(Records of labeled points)
------------

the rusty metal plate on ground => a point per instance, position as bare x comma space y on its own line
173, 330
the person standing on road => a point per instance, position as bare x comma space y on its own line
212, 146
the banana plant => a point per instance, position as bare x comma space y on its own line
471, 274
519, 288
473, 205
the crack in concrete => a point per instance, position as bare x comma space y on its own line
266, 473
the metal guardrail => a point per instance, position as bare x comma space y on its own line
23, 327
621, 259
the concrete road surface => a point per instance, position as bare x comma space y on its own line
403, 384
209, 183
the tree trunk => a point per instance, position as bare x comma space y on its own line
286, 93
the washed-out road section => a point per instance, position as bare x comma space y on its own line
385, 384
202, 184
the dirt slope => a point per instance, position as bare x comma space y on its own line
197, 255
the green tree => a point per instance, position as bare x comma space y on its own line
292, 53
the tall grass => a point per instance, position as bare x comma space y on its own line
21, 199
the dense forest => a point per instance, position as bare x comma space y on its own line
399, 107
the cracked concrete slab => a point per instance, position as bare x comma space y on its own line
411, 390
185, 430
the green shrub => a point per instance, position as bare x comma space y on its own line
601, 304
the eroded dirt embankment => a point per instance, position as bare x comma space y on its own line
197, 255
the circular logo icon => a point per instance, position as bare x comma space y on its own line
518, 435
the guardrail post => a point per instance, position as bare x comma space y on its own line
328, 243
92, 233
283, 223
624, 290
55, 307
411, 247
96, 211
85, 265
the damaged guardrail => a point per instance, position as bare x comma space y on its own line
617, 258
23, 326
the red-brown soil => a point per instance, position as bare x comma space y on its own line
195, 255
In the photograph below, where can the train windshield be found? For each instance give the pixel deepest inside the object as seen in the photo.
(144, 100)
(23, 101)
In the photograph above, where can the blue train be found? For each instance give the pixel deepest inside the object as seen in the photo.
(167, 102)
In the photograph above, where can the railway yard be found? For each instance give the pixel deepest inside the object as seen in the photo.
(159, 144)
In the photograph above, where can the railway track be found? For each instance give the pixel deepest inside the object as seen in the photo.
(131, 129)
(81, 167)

------------

WRITTEN REQUEST
Return each line of the records above exactly as it reads.

ANSWER TO THE PROBLEM
the rusty metal plate on ground => a point per instance, position as bare x comma space y on its own line
173, 330
the person standing on road => a point per instance, position as bare x comma space y on its own line
212, 146
the banana plant => a point per instance, position as bare x comma space y on its own line
471, 274
519, 288
473, 205
the crack in concrete => a point per instance, position as bare x comma space y on its own line
266, 473
the metal guardrail => a point per instance, position as bare x comma space y on its own line
23, 327
621, 259
the concrete road surface => a point per instance, position as bare x comma space y on its own line
403, 384
209, 183
the tree trunk => a point per instance, position as bare x comma space y on its own line
286, 93
the washed-out road section => a point per instance, position as bare x comma space y on its own line
385, 384
202, 184
the dirt slope => a point per instance, position as bare x comma space y on its own line
197, 255
the green tree => a point per instance, position as bare x comma space y on its own line
292, 53
the tall grass => a point per instance, position as bare x comma space y on its own line
21, 199
the dense forest => a point per instance, position as bare x comma space y on its own line
399, 107
the cracked concrete slab => a point per instance, position as bare x comma space y on its own line
411, 390
185, 430
the green shrub => a point per instance, position as bare x comma space y on its own line
601, 304
the eroded dirt embankment => a point per instance, position as bare x comma space y on its own line
197, 255
the circular logo icon => a point per instance, position as bare x comma space y on its own line
518, 435
the guardrail post => a point per instance, position as bare x comma space y on its own line
328, 243
92, 233
283, 223
624, 290
55, 307
411, 247
96, 211
85, 265
the damaged guardrail => a point per instance, position as bare x comma space y on its own line
617, 258
23, 326
the red-brown soil => a point per instance, position as bare x comma space y on its own line
195, 255
In the photograph below, where can the train windshield be found? For each instance give the pixel deepest inside the object as seen in the photo.
(144, 100)
(23, 101)
In the photograph above, where can the blue train be found? For each instance give the pixel deepest inside the object as seen in the photo.
(167, 102)
In the photograph above, where can the railway yard be found? For each instance give the pixel deepest inside the object as seen in the photo.
(159, 144)
In the photograph above, where can the railway track be found? For each instance give the pixel deepest inside the object as seen in the photo.
(131, 129)
(81, 167)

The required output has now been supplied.